TEXT SEGMENT —

● ● ●

The receiving unit 134 may receive a portion of the plug 120. The receiving unit 134 may have an aperture (or tunnel) 136. The engaging unit 138 (which may have a ball shape) may move along the aperture 136 and may engage the plug 120 when the ring 104 is disposed at the fourth position with respect to the body 110.

The ring 104 may have a protrusion 140 and a recess structure 142. The protrusion 140 may prevent the engaging unit 138 from moving away from the plug 120 when the ring 104 is disposed at the fourth position with respect to the body 110. The spring 184 may bias the ring 104 toward the fourth position, for securing the plug 120. The recess structure 142 may accommodate at least a portion of the engaging unit 138 when the ring 104 is disposed at the third position with respect to the body 110.

The inner ring 144 may be disposed inside the receiving unit 134 and may support the engaging unit 138 such that the engaging unit 138 is disposed between the inner ring 144 and the ring 104. The inner ring 144 may be displaced by the plug 120 when a portion of the plug 120 is disposed inside the receiving unit 134. The spring 146 may return the inner ring 144 to support the engaging unit 138 when the plug 120 is removed from the receiving unit 134.

● ● ●

REQUIREMENTS —
1 – From the passage describing the ring and plug mechanism, echo the text starting at "The ring 104 may" and ending at "third position with respect to the body 110.".
2 – In the passage describing the ring and plug mechanism, what shape may the engaging unit 138 have?
3 – Go on with the passage describing the ring and plug mechanism from the point where it stops.

● ● ●

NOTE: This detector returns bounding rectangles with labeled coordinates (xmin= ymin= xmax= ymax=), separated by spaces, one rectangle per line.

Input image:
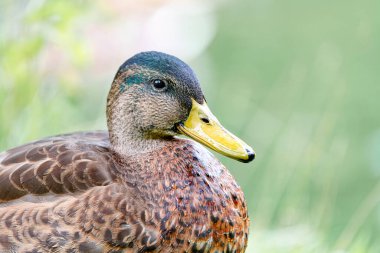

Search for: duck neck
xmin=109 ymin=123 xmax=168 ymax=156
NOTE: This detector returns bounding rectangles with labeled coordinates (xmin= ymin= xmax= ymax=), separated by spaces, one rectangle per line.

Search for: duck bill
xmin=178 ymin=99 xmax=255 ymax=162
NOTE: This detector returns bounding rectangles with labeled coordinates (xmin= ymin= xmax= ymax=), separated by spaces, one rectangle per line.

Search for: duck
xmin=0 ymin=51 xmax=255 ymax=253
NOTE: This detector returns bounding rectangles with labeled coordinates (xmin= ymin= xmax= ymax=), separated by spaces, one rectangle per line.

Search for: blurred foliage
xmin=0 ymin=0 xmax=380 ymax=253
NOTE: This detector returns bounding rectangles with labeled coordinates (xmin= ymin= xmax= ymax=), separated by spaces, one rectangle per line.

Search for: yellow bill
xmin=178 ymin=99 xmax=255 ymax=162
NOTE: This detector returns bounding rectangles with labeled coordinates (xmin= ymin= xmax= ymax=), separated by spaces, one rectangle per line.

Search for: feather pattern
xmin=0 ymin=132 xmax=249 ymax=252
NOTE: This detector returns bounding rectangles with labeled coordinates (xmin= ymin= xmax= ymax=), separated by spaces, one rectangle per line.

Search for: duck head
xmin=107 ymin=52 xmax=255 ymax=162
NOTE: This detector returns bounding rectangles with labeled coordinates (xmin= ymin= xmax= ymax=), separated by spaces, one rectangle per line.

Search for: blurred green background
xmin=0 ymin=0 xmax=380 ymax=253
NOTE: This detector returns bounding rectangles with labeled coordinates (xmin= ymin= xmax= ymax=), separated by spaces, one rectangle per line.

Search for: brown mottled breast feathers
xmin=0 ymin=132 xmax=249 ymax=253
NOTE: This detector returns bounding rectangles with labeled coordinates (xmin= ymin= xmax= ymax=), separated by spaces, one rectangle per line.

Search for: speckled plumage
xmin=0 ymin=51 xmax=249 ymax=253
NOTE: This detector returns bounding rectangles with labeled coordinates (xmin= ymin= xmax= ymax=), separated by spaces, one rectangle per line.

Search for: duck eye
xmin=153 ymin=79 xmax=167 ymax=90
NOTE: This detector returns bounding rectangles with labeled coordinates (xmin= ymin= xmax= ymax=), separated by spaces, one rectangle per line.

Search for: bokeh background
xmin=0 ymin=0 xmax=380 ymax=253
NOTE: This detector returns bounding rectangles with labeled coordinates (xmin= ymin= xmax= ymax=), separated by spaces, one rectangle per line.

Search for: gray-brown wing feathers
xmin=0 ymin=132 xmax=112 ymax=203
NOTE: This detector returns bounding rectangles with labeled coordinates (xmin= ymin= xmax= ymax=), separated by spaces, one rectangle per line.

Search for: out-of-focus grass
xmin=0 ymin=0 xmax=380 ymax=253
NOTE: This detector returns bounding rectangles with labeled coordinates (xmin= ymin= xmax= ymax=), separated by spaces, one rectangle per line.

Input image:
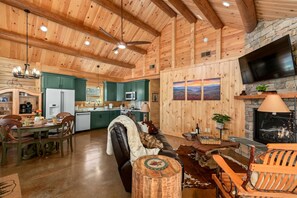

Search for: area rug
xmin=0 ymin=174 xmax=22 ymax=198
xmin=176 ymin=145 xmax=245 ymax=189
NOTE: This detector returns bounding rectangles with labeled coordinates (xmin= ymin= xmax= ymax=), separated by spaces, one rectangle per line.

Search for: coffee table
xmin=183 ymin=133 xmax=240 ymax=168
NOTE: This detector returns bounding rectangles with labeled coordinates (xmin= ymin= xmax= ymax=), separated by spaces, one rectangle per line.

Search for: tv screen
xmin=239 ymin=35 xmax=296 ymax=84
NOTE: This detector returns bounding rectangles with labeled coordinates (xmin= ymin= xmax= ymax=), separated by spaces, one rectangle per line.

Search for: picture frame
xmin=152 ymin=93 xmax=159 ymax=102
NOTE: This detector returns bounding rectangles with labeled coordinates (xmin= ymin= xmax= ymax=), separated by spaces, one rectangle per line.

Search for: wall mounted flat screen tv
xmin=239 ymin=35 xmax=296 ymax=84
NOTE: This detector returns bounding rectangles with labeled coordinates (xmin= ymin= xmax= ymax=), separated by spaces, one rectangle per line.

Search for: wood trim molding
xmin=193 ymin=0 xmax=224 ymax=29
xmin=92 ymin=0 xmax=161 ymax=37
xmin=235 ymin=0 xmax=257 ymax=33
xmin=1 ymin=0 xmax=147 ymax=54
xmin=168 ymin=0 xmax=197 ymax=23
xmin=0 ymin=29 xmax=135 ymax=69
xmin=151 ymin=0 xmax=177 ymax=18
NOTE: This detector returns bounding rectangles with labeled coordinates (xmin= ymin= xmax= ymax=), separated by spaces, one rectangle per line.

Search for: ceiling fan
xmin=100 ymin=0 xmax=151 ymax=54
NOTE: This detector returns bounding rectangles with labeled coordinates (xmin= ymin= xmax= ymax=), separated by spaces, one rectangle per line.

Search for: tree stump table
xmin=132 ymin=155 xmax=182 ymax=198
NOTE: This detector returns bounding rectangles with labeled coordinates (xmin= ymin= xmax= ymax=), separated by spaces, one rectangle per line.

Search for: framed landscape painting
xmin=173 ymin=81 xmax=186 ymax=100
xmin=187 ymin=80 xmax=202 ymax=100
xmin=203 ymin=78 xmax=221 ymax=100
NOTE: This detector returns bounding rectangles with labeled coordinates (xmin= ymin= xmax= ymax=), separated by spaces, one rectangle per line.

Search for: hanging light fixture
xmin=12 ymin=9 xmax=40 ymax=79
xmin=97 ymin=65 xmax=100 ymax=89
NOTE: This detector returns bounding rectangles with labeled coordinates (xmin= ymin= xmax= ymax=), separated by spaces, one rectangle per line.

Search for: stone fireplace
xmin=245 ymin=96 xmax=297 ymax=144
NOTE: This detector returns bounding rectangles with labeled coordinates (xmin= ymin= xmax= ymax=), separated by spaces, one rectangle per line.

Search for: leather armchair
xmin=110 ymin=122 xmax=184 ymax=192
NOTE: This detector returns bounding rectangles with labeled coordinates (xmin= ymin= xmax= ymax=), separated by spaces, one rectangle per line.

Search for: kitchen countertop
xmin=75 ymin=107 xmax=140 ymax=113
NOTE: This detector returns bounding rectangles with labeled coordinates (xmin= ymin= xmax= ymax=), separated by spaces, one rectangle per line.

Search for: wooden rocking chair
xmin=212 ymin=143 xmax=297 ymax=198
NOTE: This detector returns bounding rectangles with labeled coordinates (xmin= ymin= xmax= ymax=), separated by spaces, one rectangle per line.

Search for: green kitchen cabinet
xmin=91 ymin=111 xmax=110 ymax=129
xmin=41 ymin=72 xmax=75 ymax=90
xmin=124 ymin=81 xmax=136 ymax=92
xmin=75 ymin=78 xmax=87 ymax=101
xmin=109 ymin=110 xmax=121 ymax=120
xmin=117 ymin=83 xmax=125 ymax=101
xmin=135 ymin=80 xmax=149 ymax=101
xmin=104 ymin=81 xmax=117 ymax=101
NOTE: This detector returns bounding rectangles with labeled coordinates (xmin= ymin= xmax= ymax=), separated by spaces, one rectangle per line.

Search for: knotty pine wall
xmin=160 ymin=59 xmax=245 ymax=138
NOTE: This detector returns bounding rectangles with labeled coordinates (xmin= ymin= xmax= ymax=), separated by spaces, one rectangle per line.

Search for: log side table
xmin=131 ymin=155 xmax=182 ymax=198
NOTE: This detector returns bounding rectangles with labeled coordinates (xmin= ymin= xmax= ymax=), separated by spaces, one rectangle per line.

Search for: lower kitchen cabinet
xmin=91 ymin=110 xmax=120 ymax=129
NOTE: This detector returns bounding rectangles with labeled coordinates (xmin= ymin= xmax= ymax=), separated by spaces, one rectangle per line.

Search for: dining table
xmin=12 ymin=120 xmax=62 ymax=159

● ● ●

SOLVED TASKS —
1 –
The ring 104 may have a protrusion 140 and a recess structure 142. The protrusion 140 may prevent the engaging unit 138 from moving away from the plug 120 when the ring 104 is disposed at the fourth position with respect to the body 110. The spring 184 may bias the ring 104 toward the fourth position, for securing the plug 120. The recess structure 142 may accommodate at least a portion of the engaging unit 138 when the ring 104 is disposed at the third position with respect to the body 110.

2 – A ball shape.

3 –
In one or more embodiments, the coupler 100 may include one or more other engaging units that have features and functions analogous to those of the engaging 138, and the receiving unit 134 may have one or more other apertures (or tunnels) that are disposed along a circumference of the receiving unit 134 and have features and functions analogous to those of the aperture (or tunnel) 136.

As can be appreciated from FIG. 7, FIG. 8, and related discussion, when the ring 102 is moved from the first position with respect to the body 110 to the second position with respect to the body 110, the ring 102 may push the ring 104 to move from the third position with respect to the body 110 to the fourth position with respect to the body 110. Advantageously, two tasks (engaging the plug 120 and forming the gas transmitting path for supplying gas through the plug 120) may be accomplished through a single action (moving the ring 102 to the second position with respect to the body 110). The ring 102 may be secured at the second position with respect to the body 110 by the stopping unit 148 through a rotation of the ring 102.

The stopping unit 148 may protrude beyond a surface 150 of the body 110. For example, the stopping unit 148 may be a ball partially disposed in a receptacle of the body 110 and partially exposed outside the receptacle. The ring 102 may further have a cavity 152. The stopping unit 148 may be disposed inside the cavity 152 when the ring 102 is disposed at the first position with respect to the body 110.

The stopping unit 148 may prevent the ring 102 from moving from the second position with respect to the body 110 to the first position with respect to the body 110 (when the stopping unit 148 is misaligned with the cavity 152 after a rotation of the ring 102). Advantageously, the rings 102 and 104 may be substantially secured in place, the gas transmitting path may be substantially stably maintained, and the gas may be substantially stably supplied to the plug 120.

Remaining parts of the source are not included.